**Document segment**
+ + + + + + +

From the Director: Seeing Green

As a kid I used the orange crayon to draw grass. “He’s OK with numbers and letters,” the teacher told my mom, “but he’s having some trouble with colors.” Then came the discomfiting tests: pages full of swirling dots in which everyone else saw numbers and letters. I saw swirling dots.

My color blindness is mild and close to meaningless—a constant excuse for bad clothes, an easy and light joke at my own expense. And I see plenty of colors, maybe even the full range, so I don’t miss out; it’s just that I see them differently, by which I mean wrong. Their demarcations and labels are different. Your green is sometimes my orange. Your blue is sometimes my purple.

This can lead a child—or an adult—to wonder: Where else might this be so? Where else might we see essentially what everyone else is seeing, but draw the lines between things differently, and assess their significance differently? And what if these things are more consequential than colors?

+ + + + + + +

**Set tasks**
1. In the color blindness essay, repeat word for word the stretch from "My color blindness" through "consequential than colors?".
2. Put this sentence from the color blindness essay into Spanish: "As a kid I used the orange crayon to draw grass."
3. Carry the color blindness essay on past its final sentence with the next part.

**Provided data**
+ + + + + + +

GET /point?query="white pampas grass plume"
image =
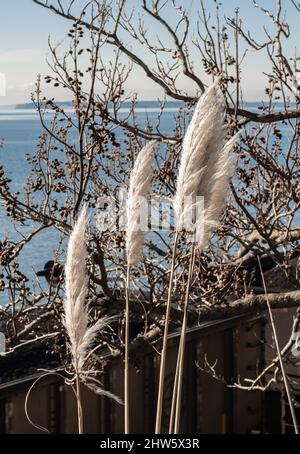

+ + + + + + +

**Per-task outputs**
1.
My color blindness is mild and close to meaningless—a constant excuse for bad clothes, an easy and light joke at my own expense. And I see plenty of colors, maybe even the full range, so I don’t miss out; it’s just that I see them differently, by which I mean wrong. Their demarcations and labels are different. Your green is sometimes my orange. Your blue is sometimes my purple.

This can lead a child—or an adult—to wonder: Where else might this be so? Where else might we see essentially what everyone else is seeing, but draw the lines between things differently, and assess their significance differently? And what if these things are more consequential than colors?

2. De niño usaba el crayón naranja para dibujar el pasto.

3.
In his short novel The Lives of Animals, J. M. Coetzee’s main character, Elizabeth Costello, argues that our treatment of animals is akin to what the Nazis did in the death camps. “Let me say it openly,” Costello says, “we are surrounded by an enterprise of degradation, cruelty, and killing which rivals anything the Third Reich was capable of, indeed dwarfs it, in that ours is an enterprise without end, self-regenerating, bringing rabbits, rats, poultry, livestock ceaselessly into the world for the purpose of killing them.” Later she says, “I seem to move around perfectly easily among people, to have perfectly normal relations with them. Is it possible, I ask myself, that all of them are participating in a crime of stupefying proportions?” Just before the end, Costello says, “Calm down, I tell myself, you are making a mountain out of a molehill. This is life. Everyone else comes to terms with it, why can’t you? Why can’t you?”

When my teachers and parents told me that grass is green, not orange, I came to accept it. I’m fifty-two now and still see grass as orange, but I have accepted that it is green. I have, in Elizabeth Costello’s words, come to terms with it. With respect to color and perhaps too many other things, I have calmed down.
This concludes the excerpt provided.